Exercise brief.
Answer these questions using the passage on the Federal Home Loan Bank System:
1. Which FHLB branch did LIIF join?
2. For what purpose does LIIF use its branch's line of credit?
3. Which two processes are given as examples of the conservatism the FHLB often demonstrates?

Page extract.
○ ○ ○ ○ ○ ○ ○

For over 90 years, the Federal Home Loan Bank (FHLB) System has served as a critical source of liquidity for its members, especially during times of market stress, such as the Great Recession and the outset of the COVID-19 pandemic. That is why LIIF joined the FHLB of San Francisco when the system opened membership to community development financial institutions (CDFI). We needed access to lower-priced credit facilities that would better support our customers.

In the last few years, we were able to tap into emergency financing programs offered by our local branch, with such funding directly serving our borrowers facing dire economic impacts caused by the pandemic. Additionally, we utilize our branch’s offering of a line of credit for short-term liquidity purposes. We acted as advisors to the Access to Housing and Economic Assistance for Development (AHEAD) grants and assisted our customers with securing this support.  

As the FHLB approaches its centennial, we applaud the Federal Housing Finance Agency (FHFA) for conducting a comprehensive review of the system that includes collecting input from its members, thereby ensuring the former remain positioned to meet the needs of today and tomorrow. As a CDFI with a mission of equitable deployment of capital, we believe there is more that the FHLB can do to support the CDFI sector. Our recommendations are true structural change that will help the system fulfill its charter of supporting affordable housing financing and community lending.  

  1. Full system change to better support CDFIs. A key concern for the CDFI industry is the conservatism often demonstrated by the FHLB, exemplified by “haircuts” and “mark to market” processes. These make significant borrowings from FHLB impractical and disadvantageous for CDFIs. Further, each branch differs in how flexibly it operates. The San Francisco branch has the most CDFI members within the system yet maintains a much more conservative approach. We believe creating concrete volume goals for FHLB, like other government-sponsored enterprises, will create a broader force for change by deepening the system’s understanding of their CDFI clients and providing increased levels of service. By deepening the system’s understanding, it will better support smaller CDFIs that could truly benefit from the sort of flexible capital the FHLB System is looking to offer.

○ ○ ○ ○ ○ ○ ○

Source information.

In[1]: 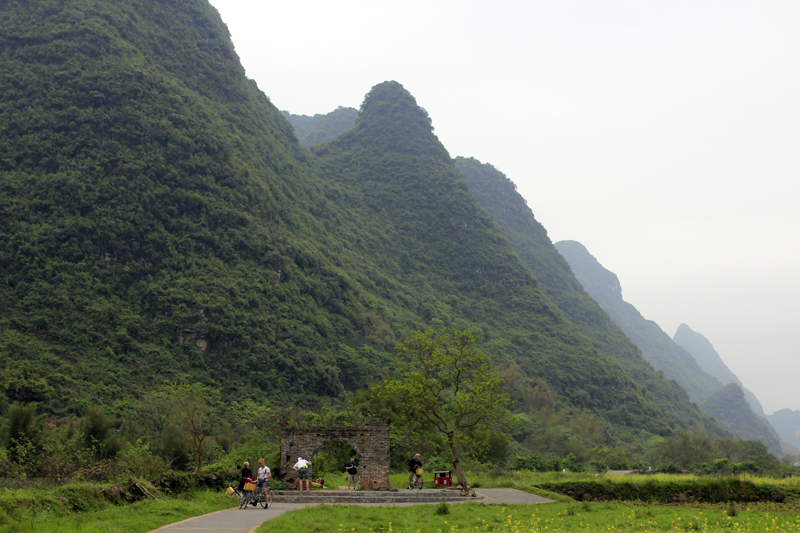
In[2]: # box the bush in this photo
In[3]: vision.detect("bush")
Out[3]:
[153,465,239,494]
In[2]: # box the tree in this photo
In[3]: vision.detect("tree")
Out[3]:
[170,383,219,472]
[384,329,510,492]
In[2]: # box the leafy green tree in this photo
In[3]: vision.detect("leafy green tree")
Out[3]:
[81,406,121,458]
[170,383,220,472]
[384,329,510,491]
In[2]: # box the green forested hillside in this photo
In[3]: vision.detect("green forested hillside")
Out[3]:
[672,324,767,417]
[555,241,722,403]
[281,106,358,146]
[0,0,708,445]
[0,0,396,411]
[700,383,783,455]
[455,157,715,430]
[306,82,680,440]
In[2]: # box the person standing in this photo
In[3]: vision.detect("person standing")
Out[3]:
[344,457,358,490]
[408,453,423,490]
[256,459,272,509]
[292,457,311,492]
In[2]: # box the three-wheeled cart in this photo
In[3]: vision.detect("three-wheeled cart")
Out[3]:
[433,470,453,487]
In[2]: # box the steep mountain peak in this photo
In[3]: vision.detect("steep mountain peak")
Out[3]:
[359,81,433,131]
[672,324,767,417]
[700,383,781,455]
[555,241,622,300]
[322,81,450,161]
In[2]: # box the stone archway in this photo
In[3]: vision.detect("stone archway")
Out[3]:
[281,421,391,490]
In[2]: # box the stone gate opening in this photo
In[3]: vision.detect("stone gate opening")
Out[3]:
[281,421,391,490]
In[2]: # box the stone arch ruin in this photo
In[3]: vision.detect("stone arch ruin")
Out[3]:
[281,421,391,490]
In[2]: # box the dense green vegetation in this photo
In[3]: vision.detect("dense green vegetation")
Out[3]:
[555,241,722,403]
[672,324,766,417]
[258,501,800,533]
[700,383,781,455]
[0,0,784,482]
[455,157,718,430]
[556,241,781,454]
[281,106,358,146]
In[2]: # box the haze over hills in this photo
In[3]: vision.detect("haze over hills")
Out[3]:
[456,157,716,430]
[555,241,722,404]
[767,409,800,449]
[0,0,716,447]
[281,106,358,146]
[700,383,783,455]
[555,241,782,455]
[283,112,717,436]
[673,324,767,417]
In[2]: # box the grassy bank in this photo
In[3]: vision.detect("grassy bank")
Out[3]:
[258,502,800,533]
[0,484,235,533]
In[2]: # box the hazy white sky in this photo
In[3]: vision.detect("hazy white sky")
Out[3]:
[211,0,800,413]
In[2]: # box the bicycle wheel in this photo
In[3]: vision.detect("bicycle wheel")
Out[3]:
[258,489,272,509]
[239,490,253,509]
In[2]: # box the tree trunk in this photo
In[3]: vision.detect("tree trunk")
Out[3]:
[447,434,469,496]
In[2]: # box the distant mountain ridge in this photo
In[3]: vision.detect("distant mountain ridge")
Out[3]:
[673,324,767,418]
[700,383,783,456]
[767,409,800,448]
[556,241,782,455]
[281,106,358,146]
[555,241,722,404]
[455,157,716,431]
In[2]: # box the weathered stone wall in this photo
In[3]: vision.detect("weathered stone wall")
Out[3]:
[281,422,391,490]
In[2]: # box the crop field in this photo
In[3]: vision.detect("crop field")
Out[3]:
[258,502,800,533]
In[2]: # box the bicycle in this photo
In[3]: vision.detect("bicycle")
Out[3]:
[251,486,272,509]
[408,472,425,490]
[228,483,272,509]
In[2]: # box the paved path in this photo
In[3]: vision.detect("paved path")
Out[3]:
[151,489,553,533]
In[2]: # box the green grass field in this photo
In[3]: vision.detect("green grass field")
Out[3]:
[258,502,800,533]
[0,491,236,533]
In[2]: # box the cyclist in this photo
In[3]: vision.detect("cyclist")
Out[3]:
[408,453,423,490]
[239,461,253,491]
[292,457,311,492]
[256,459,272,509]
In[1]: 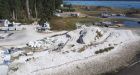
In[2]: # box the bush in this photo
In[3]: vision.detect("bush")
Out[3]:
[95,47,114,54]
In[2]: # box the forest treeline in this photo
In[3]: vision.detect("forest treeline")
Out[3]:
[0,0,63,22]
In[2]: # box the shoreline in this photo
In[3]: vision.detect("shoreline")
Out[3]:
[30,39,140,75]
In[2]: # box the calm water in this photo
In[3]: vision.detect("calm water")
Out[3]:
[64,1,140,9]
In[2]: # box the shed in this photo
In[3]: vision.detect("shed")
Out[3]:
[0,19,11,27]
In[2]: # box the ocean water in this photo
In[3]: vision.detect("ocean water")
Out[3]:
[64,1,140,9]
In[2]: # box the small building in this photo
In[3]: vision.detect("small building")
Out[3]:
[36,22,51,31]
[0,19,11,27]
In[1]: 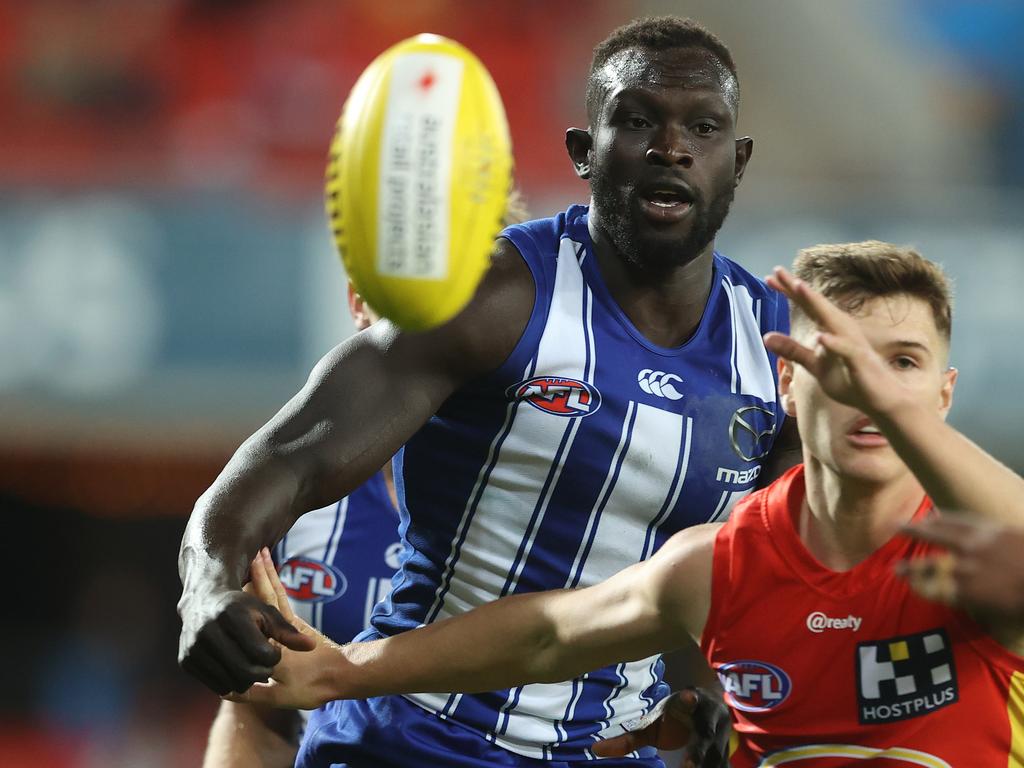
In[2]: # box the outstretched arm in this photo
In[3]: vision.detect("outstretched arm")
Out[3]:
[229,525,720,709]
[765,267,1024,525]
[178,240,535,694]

○ ○ ○ ○ ○ ○ ○

Output of the task.
1. The FHLB of San Francisco.
2. Short-term liquidity purposes.
3. "Haircuts" and "mark to market" processes.